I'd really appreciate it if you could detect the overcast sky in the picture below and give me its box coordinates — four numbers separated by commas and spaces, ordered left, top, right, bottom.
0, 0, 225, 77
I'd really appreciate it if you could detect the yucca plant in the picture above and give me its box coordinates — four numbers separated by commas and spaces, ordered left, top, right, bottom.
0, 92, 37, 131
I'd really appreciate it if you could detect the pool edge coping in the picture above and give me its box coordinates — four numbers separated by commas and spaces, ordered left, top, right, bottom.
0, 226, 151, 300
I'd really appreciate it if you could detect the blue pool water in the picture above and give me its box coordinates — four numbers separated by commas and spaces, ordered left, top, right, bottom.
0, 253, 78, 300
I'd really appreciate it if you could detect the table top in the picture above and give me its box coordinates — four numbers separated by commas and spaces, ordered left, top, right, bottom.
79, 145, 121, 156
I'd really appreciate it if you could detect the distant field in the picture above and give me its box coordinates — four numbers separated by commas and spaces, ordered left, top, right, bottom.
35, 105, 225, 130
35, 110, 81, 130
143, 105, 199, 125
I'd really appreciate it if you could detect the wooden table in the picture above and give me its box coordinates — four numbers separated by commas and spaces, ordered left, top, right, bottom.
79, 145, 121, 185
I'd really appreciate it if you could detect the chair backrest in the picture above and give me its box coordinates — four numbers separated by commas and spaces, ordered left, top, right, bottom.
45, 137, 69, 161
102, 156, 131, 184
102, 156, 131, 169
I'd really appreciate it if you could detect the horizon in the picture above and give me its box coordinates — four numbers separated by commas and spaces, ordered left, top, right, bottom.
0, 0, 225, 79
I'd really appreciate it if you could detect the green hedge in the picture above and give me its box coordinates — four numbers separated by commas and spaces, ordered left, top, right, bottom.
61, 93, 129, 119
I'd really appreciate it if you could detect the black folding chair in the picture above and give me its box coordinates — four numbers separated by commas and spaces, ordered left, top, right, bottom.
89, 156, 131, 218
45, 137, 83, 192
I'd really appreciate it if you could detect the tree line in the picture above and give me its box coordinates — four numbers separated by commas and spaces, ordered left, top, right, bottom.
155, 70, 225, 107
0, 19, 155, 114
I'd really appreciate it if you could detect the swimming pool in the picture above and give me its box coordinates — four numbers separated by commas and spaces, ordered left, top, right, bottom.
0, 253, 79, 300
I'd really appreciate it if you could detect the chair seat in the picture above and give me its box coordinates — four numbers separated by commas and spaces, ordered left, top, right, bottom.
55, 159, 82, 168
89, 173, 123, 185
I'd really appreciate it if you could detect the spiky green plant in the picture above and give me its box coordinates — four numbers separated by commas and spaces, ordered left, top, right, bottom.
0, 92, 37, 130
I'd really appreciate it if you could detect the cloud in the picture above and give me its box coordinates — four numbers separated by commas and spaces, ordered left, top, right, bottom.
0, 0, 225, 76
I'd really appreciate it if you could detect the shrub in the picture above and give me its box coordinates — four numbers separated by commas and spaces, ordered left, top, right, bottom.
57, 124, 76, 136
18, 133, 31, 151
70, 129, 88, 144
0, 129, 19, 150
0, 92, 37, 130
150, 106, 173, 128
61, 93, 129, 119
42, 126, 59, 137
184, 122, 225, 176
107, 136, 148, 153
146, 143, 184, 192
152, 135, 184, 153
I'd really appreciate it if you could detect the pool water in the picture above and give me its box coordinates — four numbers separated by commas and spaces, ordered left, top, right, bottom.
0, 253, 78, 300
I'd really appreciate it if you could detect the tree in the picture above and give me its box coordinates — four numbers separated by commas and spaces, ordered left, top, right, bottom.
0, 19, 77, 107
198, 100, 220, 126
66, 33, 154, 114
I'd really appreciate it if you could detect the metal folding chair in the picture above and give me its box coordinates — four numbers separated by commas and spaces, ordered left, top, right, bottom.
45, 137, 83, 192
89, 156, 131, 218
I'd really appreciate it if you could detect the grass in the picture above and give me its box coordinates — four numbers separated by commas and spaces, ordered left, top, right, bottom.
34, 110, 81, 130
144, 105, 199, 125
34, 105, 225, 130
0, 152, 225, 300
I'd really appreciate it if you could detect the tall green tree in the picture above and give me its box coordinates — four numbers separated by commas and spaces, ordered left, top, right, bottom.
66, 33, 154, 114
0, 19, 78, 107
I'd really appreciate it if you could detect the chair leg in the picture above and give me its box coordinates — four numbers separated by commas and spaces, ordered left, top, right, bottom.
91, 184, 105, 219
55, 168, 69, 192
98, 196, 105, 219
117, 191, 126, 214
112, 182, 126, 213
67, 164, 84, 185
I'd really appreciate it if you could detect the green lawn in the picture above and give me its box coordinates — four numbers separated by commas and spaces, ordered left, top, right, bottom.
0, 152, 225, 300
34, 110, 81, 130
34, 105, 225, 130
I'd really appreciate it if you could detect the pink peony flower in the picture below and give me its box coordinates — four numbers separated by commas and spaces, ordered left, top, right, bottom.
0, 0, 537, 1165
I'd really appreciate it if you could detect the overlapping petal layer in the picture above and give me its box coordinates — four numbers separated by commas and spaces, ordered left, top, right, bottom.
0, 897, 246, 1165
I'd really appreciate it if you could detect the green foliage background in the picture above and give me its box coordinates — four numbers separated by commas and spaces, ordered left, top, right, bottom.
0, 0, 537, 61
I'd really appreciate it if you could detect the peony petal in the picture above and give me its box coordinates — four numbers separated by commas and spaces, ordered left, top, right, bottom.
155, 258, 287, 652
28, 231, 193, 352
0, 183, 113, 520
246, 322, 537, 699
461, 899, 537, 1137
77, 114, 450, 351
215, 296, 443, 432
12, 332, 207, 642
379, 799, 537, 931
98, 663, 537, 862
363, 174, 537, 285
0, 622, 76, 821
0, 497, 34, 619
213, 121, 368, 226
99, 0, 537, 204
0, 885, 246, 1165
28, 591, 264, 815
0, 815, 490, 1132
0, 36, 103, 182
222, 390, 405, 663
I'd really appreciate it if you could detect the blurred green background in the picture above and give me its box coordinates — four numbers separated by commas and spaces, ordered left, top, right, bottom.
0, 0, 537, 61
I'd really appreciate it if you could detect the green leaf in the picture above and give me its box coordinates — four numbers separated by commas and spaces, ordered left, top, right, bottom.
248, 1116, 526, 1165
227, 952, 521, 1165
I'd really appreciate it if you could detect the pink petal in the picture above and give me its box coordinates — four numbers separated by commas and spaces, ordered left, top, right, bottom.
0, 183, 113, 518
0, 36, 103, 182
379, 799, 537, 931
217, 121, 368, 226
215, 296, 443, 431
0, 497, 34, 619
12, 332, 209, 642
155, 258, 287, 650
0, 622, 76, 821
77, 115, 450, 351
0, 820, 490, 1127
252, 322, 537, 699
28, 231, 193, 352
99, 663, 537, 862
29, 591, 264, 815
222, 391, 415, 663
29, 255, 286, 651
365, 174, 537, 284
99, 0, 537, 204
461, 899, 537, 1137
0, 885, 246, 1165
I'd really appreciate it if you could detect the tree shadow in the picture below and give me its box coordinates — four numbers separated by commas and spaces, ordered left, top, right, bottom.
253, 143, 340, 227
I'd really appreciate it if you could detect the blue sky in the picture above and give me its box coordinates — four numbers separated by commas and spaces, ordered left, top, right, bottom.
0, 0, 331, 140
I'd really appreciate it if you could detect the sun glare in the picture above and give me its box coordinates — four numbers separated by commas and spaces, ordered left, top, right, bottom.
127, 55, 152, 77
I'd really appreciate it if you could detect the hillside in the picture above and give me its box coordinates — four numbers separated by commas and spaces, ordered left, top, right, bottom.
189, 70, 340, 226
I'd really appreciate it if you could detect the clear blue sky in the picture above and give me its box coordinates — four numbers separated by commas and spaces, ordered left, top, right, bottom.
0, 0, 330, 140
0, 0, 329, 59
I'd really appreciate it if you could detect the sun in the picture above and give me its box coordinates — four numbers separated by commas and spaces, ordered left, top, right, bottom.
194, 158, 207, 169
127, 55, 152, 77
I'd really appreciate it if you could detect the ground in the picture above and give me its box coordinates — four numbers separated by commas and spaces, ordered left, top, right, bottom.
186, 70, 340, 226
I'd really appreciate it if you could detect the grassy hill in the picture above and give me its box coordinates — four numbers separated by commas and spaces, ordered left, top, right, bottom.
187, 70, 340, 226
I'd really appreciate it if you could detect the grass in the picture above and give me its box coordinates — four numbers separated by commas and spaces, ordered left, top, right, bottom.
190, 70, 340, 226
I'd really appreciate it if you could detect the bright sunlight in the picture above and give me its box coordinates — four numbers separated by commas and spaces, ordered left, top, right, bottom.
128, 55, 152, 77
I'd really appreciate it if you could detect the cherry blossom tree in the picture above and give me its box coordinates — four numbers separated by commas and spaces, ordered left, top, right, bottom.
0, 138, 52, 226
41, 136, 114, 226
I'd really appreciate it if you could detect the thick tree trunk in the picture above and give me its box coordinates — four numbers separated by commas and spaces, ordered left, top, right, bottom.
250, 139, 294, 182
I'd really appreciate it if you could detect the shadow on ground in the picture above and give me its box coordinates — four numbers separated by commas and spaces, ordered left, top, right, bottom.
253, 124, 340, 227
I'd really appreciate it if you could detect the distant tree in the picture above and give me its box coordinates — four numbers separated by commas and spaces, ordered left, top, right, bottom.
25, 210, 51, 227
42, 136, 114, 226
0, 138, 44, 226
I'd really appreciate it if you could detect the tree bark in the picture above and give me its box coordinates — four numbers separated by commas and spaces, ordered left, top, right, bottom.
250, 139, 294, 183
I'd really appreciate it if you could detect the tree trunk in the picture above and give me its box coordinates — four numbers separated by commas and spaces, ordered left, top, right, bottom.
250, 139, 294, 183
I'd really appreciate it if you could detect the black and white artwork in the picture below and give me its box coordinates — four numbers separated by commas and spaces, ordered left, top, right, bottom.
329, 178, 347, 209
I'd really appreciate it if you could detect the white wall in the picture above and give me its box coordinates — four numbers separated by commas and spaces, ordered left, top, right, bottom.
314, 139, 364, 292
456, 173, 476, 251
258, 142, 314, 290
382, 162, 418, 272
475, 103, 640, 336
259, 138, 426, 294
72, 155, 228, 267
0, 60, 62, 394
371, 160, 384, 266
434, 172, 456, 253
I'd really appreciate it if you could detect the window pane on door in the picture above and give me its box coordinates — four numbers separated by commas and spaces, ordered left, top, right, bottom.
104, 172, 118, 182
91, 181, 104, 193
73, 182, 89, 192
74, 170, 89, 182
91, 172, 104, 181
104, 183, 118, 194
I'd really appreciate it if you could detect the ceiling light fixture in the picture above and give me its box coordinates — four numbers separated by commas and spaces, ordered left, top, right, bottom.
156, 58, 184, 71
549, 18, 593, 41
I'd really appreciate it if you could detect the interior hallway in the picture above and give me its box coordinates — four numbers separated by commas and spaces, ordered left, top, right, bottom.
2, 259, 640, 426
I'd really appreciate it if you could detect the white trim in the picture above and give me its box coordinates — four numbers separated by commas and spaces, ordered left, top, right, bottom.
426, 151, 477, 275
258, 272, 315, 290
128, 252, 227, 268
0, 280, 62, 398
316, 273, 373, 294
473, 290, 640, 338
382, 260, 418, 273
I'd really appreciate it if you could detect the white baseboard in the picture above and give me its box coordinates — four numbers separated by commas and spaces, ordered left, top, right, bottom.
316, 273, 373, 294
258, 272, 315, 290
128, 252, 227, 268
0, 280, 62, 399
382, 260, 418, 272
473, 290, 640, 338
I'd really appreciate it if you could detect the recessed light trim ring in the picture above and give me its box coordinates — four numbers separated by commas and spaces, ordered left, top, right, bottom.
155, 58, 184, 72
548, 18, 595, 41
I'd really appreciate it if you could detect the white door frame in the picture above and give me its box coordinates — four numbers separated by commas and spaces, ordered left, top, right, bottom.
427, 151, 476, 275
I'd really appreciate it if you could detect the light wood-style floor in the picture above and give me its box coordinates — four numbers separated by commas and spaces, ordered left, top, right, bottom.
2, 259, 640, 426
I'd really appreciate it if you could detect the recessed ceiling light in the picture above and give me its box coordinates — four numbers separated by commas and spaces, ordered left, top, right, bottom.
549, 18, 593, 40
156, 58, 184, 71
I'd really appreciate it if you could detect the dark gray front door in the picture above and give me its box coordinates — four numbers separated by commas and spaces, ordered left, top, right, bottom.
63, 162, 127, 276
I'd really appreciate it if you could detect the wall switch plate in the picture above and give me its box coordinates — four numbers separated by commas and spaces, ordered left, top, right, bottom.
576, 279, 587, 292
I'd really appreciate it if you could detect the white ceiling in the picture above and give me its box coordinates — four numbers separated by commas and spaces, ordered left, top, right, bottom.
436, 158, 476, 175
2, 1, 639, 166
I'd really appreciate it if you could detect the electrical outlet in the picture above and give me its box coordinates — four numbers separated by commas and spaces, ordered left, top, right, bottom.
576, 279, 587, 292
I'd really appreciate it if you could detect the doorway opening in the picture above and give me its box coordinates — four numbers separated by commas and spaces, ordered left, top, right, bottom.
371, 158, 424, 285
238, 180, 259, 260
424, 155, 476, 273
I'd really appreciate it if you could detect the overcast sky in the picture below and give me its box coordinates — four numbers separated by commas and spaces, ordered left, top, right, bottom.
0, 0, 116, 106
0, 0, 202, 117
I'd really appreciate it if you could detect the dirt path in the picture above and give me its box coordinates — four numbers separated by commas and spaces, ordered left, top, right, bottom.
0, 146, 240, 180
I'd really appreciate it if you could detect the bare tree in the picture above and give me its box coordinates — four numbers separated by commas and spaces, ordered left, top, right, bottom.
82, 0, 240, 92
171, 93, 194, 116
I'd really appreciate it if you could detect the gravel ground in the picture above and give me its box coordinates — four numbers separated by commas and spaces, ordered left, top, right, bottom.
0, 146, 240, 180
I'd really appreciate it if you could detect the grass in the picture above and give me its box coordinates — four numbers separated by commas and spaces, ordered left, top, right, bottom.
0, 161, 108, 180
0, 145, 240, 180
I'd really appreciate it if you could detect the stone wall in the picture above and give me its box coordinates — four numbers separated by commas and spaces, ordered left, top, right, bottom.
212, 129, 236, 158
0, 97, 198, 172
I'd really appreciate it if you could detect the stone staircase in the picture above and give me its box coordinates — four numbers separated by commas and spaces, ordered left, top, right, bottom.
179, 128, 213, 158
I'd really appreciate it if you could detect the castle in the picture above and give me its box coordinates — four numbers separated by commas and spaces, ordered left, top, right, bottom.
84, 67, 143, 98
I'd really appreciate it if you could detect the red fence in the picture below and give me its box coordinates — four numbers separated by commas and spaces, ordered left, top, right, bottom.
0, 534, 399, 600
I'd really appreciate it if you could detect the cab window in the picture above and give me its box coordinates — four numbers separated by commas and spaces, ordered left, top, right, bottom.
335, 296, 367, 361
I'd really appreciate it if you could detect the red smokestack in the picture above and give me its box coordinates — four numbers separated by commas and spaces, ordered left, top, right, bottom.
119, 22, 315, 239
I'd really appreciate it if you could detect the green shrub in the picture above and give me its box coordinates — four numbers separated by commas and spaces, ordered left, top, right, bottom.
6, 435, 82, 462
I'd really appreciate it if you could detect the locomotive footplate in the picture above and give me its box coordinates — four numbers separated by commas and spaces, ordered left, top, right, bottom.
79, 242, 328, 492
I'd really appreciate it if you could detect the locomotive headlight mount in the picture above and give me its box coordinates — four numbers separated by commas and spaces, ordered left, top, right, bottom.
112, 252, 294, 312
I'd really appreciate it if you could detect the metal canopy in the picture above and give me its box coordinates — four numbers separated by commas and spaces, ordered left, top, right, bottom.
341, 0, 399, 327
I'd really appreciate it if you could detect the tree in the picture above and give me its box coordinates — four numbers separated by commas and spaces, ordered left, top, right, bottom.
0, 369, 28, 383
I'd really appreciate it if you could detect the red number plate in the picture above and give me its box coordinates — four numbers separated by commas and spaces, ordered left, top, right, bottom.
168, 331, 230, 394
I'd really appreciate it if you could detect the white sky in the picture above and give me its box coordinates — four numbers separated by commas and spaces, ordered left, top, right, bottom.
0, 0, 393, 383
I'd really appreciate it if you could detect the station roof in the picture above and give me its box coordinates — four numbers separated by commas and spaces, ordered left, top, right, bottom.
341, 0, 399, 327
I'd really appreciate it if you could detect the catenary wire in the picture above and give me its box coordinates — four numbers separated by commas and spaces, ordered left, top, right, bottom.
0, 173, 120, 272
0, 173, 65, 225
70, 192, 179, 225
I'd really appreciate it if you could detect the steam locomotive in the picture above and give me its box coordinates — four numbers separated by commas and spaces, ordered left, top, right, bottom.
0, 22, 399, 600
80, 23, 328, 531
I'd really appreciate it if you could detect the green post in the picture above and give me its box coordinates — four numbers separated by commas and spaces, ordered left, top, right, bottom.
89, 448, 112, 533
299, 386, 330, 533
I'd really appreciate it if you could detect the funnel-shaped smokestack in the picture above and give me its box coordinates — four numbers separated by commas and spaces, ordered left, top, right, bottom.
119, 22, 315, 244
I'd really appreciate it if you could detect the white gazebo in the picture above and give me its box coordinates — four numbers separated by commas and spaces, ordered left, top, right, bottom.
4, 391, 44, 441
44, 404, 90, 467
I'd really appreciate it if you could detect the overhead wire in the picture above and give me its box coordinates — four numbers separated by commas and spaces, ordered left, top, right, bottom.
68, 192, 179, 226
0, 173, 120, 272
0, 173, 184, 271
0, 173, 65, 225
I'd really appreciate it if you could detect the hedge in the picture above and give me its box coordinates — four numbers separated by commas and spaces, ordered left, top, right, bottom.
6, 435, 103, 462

--

* **Problem requirements**
Arrange everything from the line containing "I'd really appreciate it if you could detect the green leaf" down to the line containing "186, 70, 340, 226" as a two-column CSV with the headers text and coordinates, one row per item. Put each value in a single quoted field and replace any line breaks with spaces.

* **Result of this task**
text,coordinates
"I'd really appreciate it if you could detect the green leaf in the picture above and give me its box coordinates — four numbers separated by commas and spaces, ordered left, top, right, bottom.","248, 1116, 526, 1165 227, 952, 521, 1165"
"I'd really appreciate it if you could detect the pink petal in the picture above and give me its box coordinates — four numbers separated by commas and spaces, ordered left, top, right, bottom.","0, 183, 113, 518 0, 36, 103, 182 379, 799, 537, 931 217, 121, 368, 226 215, 296, 443, 431 0, 497, 34, 619 12, 332, 209, 642 155, 258, 287, 650 0, 622, 76, 821 77, 115, 450, 351 0, 820, 490, 1127 252, 322, 537, 699 28, 231, 193, 352 99, 663, 537, 862 29, 591, 264, 815 222, 391, 415, 663 29, 255, 286, 651 365, 174, 537, 284 99, 0, 537, 204 461, 899, 537, 1137 0, 885, 246, 1165"
"I'd really appreciate it if you could detect the tree shadow in the picture below and give me its box coordinates — four numbers separated by commas and spaces, ordered left, top, right, bottom.","253, 143, 340, 227"
"I'd really appreciate it if you could detect the blue sky in the picture above and give me its box coordinates — four numbers separated by commas and spaces, ordered left, top, right, bottom.","0, 0, 331, 140"
"I'd really appreciate it if you could detect the sun glare in the picture above and give me its box coordinates — four numbers separated by commas and spaces, ordered left, top, right, bottom.","127, 55, 152, 77"
"I'd really appreciate it if you could detect the hillside in the picture above and give me its box coordinates — four numbers separated by commas and spaces, ordered left, top, right, bottom.","189, 70, 340, 226"
"I'd really appreciate it if you could detect the clear blue sky in the picture above and give me its box coordinates — four numbers separated by commas and spaces, ordered left, top, right, bottom.","0, 0, 330, 140 0, 0, 329, 59"
"I'd really appreciate it if you could detect the sun in the picture above and give me its box coordinates — four numbers separated by commas and spaces, ordered left, top, right, bottom.","194, 158, 207, 169 127, 55, 152, 77"
"I'd really appreciate it if you could detect the ground in the picture above and give me its box coordinates — four numbers separated by commas and spaces, ordered left, top, right, bottom.","186, 70, 340, 226"